═══ Provided entries

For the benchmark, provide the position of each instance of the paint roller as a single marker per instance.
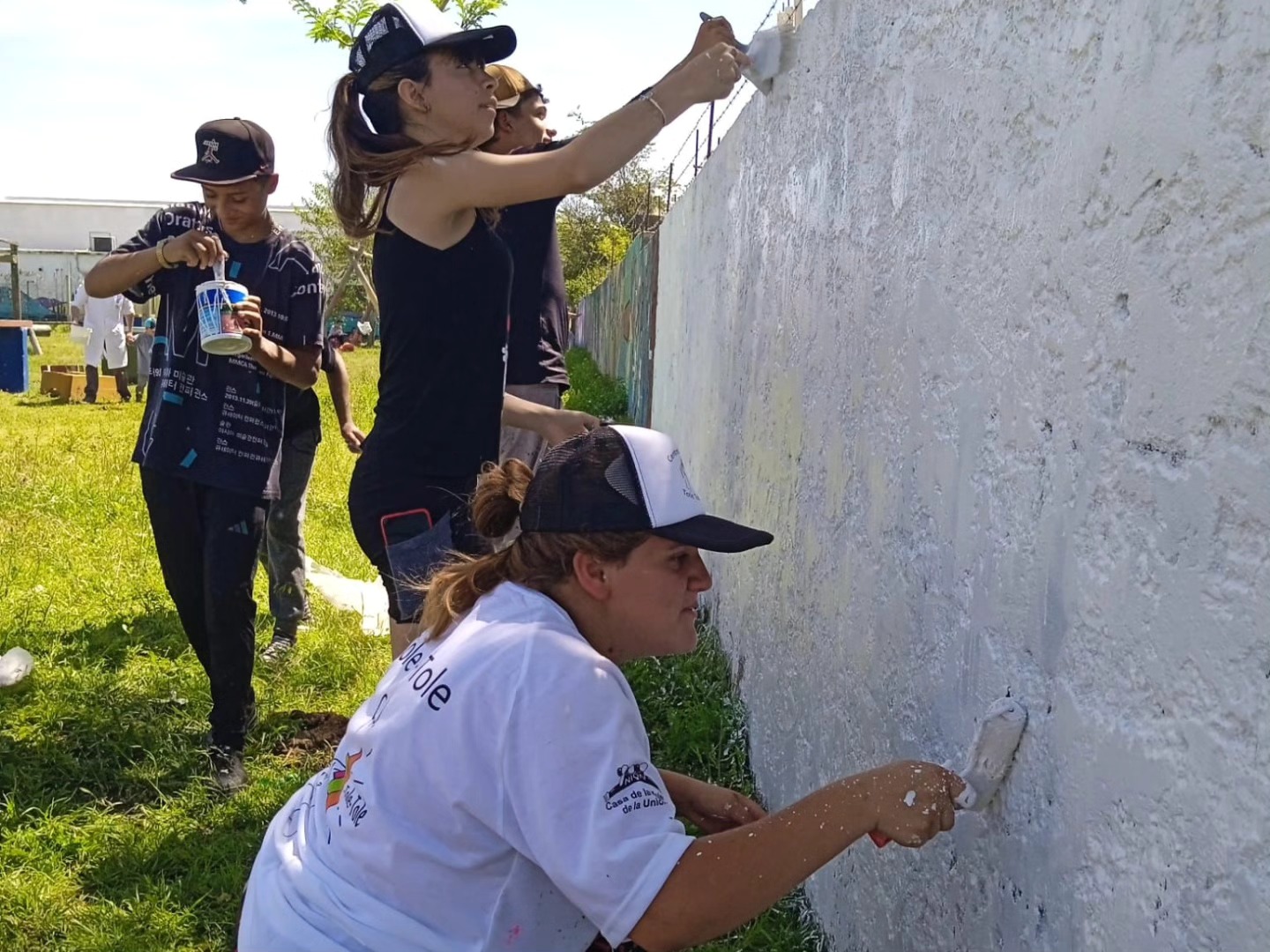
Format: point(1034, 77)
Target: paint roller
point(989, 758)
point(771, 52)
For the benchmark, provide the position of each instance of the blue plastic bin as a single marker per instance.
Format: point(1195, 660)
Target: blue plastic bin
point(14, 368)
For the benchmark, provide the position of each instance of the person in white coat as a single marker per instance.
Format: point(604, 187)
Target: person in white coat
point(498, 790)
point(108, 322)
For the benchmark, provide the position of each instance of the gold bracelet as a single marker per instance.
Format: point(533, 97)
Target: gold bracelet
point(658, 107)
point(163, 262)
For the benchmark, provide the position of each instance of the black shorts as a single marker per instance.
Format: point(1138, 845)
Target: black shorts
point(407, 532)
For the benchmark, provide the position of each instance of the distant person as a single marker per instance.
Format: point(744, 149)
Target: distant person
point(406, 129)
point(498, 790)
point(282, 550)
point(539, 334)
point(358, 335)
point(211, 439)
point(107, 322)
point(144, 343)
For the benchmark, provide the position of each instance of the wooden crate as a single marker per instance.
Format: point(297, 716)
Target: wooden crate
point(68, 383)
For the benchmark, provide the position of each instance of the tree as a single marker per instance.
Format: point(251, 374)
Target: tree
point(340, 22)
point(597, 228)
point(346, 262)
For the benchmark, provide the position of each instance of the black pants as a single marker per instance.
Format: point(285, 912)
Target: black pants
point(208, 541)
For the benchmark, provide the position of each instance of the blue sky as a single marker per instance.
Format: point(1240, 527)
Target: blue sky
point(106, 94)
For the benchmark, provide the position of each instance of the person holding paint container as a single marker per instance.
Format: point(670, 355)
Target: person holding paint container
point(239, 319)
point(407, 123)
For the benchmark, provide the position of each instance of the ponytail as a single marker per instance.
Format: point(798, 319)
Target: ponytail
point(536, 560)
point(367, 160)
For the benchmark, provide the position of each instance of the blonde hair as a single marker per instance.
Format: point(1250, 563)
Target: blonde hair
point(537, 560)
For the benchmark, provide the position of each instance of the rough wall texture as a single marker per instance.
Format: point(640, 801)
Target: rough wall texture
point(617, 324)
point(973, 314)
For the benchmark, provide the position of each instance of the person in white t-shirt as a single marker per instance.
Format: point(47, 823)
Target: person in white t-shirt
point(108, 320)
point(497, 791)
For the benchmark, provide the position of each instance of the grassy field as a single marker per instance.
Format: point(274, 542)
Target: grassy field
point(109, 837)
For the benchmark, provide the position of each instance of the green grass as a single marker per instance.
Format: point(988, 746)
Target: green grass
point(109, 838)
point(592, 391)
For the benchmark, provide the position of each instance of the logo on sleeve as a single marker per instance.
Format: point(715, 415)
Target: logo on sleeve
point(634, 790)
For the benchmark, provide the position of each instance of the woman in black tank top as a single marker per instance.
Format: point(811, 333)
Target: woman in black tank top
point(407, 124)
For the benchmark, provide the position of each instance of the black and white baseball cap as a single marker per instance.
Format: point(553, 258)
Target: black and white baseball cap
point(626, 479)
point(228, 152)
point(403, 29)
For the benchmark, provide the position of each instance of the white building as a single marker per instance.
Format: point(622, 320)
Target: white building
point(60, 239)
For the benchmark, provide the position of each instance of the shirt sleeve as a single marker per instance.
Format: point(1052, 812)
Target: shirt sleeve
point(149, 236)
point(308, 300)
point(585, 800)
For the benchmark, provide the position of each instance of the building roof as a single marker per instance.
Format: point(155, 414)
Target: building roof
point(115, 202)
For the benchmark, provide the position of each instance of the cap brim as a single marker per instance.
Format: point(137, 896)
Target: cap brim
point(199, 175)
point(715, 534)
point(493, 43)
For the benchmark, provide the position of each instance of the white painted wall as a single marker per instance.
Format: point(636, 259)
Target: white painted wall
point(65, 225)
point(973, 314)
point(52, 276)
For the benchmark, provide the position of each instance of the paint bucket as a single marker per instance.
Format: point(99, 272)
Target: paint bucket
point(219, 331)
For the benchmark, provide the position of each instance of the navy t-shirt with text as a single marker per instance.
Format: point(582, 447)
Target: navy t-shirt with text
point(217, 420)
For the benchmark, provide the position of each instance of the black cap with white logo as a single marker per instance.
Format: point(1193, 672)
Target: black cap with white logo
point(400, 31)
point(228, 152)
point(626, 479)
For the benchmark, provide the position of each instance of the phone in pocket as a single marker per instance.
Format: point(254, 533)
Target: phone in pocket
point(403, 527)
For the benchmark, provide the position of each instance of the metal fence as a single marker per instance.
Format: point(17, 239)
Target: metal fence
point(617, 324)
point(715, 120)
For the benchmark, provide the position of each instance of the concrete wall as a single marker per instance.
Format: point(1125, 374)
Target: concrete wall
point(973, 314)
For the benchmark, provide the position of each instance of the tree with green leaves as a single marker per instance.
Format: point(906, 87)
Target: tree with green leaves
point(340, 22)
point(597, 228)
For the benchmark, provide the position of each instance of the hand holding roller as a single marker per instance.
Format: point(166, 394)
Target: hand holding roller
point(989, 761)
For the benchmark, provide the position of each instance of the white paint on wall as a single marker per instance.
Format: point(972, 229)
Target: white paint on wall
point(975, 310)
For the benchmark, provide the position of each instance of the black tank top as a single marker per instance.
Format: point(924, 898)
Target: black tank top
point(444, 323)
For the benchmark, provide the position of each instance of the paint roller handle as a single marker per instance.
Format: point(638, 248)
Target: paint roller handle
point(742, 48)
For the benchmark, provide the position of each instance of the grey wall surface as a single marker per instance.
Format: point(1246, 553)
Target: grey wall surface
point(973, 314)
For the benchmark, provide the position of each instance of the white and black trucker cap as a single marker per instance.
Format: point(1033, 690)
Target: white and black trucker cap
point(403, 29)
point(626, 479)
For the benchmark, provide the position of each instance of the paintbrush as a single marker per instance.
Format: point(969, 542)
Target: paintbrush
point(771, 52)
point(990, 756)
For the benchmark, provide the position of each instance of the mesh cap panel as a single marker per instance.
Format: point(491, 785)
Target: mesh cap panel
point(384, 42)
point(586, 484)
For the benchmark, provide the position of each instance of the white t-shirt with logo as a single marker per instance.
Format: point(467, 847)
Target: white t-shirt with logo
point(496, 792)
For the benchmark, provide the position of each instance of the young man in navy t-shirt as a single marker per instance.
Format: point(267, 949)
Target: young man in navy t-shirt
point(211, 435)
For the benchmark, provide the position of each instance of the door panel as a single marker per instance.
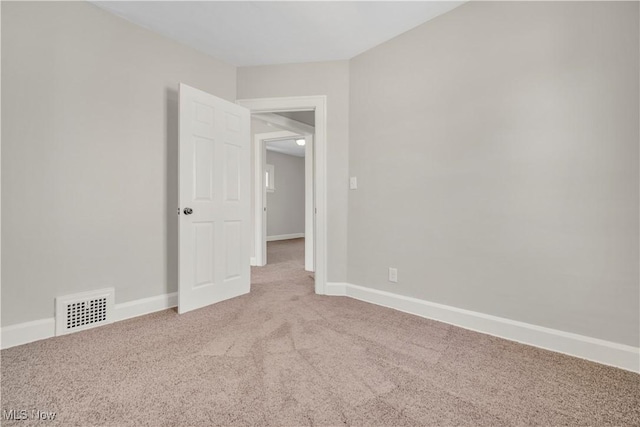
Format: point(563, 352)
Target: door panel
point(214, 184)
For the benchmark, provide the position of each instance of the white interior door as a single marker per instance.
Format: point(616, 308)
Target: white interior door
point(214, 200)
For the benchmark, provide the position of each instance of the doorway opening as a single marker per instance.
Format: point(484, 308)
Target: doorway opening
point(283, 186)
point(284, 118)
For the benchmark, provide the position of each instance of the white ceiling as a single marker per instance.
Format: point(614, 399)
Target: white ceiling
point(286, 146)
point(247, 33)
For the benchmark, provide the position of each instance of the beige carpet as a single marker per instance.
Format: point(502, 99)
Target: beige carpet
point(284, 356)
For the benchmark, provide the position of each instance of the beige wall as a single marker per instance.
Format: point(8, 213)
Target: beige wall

══════

■ Task requirements:
Scale the answer coordinates by a factor of 1.05 and round each to the nearest whole number, with halves rounded up. Rewrite only the lines from the line containing "on sleeve as a single marker per instance." up to and including the line containing "point(60, 239)", with every request kept and its numbers and format sample unchanged.

■ Reply to the exercise:
For the benchmark, provide the position of each instance of the logo on sleeve as a single marker per instance.
Format: point(715, 415)
Target: logo on sleeve
point(666, 830)
For the benchmark, provide the position of each instance of the woman in black tank top as a single marker per instance.
Format: point(811, 333)
Target: woman in black tank top
point(427, 130)
For the benchmark, provide the position of each instance of the black and white baseball cap as a single marker per instance.
Format: point(553, 258)
Target: black and white baseball cap
point(657, 503)
point(239, 160)
point(423, 30)
For the benchmark, provide the position of each instance of the white building as a single marker per instance.
Format: point(622, 320)
Target: white building
point(63, 251)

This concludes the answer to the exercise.